%%

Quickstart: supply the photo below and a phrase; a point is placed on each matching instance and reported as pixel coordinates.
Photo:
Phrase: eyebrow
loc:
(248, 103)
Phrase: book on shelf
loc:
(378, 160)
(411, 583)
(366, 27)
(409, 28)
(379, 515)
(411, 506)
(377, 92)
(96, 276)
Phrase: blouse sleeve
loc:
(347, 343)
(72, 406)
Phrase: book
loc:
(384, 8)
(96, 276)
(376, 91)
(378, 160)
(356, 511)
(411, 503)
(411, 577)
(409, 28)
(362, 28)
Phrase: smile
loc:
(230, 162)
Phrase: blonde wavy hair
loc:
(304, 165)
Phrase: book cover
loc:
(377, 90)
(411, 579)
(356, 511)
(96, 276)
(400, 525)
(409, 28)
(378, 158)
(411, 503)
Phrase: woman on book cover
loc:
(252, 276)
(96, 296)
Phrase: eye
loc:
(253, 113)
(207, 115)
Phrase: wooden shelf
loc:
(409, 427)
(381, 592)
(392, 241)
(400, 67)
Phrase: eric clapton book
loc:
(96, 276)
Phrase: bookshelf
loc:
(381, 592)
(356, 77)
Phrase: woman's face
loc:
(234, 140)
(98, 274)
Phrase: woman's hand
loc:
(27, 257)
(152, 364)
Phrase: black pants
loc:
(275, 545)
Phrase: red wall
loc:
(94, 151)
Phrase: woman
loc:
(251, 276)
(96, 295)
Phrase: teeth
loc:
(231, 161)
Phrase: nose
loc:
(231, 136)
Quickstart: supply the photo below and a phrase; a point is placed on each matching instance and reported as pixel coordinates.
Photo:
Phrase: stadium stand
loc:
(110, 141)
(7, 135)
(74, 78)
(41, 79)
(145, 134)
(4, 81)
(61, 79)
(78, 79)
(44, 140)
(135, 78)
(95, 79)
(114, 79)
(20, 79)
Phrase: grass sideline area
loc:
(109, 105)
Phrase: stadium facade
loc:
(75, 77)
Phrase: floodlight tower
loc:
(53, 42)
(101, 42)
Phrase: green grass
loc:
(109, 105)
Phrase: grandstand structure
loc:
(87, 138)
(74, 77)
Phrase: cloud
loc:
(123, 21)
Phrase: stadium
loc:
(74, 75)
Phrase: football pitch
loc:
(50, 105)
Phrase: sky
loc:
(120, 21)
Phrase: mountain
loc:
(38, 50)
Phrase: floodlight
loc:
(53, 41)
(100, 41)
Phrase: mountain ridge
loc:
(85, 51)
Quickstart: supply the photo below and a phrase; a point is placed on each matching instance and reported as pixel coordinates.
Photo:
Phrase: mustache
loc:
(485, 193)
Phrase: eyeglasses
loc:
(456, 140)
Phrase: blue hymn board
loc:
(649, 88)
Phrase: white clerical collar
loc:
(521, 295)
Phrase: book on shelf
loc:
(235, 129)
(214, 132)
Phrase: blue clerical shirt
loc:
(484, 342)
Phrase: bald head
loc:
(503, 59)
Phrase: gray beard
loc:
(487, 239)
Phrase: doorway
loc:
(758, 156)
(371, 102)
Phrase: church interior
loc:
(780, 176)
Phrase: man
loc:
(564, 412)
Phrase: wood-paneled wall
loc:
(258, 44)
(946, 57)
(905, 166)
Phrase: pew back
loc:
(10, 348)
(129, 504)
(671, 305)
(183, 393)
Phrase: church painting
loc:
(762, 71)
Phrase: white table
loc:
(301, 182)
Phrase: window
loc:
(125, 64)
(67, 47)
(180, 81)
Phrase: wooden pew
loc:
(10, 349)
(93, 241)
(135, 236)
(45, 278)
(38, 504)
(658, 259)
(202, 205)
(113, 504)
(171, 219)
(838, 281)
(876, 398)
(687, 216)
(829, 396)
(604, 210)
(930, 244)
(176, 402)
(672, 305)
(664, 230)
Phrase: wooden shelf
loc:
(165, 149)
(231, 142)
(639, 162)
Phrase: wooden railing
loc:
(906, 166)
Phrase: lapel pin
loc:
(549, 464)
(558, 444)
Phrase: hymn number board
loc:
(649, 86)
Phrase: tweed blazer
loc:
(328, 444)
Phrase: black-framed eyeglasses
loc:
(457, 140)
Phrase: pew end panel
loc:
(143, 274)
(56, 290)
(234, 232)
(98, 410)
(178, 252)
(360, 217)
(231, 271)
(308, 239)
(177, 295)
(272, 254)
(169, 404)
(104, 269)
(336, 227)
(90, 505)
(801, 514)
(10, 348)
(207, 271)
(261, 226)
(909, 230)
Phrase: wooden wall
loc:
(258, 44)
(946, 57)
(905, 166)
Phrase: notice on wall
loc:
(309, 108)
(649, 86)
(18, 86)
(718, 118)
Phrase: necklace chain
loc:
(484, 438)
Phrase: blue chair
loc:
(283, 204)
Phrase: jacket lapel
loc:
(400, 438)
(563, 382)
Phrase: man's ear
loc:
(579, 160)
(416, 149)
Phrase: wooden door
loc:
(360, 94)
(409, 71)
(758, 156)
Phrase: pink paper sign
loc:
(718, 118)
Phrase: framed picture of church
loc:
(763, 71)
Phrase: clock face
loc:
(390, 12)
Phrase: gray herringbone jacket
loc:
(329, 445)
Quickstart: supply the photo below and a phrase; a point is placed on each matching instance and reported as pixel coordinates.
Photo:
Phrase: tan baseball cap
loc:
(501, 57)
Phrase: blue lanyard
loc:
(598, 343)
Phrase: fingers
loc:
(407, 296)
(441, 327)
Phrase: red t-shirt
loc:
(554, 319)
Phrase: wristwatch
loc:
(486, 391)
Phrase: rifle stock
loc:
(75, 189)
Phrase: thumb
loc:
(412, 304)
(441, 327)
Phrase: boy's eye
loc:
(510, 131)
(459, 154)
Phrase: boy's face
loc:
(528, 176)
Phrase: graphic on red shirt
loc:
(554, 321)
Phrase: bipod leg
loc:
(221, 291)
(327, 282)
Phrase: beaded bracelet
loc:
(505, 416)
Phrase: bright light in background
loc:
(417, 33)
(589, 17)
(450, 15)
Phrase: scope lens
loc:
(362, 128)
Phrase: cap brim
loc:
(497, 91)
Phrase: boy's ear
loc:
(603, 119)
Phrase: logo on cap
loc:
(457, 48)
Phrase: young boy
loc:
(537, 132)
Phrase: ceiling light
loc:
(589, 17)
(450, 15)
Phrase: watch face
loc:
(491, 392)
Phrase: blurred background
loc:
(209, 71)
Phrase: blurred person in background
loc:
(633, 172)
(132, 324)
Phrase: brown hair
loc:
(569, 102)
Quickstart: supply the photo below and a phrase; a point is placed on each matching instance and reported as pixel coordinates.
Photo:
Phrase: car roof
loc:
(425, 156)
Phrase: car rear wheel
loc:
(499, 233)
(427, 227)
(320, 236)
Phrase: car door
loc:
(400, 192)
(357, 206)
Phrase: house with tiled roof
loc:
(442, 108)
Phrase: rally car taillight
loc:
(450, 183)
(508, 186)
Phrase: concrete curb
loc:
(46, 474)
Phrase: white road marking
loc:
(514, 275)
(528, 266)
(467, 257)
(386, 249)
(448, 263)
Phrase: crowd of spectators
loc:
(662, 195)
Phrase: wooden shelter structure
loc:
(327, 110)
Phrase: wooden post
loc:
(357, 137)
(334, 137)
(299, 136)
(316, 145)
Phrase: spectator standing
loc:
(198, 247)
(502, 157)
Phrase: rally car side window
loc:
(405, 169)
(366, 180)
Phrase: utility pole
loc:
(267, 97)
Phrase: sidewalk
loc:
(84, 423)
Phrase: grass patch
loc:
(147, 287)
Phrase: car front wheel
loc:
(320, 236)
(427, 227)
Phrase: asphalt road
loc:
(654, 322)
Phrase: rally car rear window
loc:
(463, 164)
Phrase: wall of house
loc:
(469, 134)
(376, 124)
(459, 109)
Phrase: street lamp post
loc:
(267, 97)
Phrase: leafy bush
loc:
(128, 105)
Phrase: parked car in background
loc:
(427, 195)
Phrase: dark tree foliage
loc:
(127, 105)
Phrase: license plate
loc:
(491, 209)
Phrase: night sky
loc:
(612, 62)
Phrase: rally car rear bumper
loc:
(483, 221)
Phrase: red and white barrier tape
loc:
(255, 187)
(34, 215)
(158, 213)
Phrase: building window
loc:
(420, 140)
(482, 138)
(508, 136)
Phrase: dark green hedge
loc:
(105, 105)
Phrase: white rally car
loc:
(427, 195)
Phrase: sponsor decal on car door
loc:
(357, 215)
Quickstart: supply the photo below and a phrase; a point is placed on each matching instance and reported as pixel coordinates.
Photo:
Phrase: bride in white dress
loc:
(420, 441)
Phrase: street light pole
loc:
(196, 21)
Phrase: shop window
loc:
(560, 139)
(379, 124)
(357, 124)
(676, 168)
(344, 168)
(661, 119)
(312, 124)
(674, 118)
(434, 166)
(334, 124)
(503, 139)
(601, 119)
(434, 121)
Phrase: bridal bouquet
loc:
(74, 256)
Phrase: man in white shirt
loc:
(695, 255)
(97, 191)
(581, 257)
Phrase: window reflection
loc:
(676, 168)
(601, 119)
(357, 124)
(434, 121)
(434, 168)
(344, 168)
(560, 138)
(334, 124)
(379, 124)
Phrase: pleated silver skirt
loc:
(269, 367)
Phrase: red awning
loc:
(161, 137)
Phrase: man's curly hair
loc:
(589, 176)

%%

■ Work instructions ■
Copy exactly the stretch of data above from the line with "Phrase: street lamp post" through the line with "Phrase: building window", and omit all other lines.

■ Written answer ■
Phrase: street lamp post
loc:
(267, 97)
Phrase: leafy bush
loc:
(128, 105)
Phrase: parked car in background
loc:
(427, 195)
Phrase: dark tree foliage
loc:
(127, 105)
Phrase: license plate
loc:
(491, 209)
Phrase: night sky
loc:
(612, 62)
Phrase: rally car rear bumper
loc:
(483, 221)
Phrase: red and white barrier tape
loc:
(255, 187)
(34, 215)
(158, 213)
Phrase: building window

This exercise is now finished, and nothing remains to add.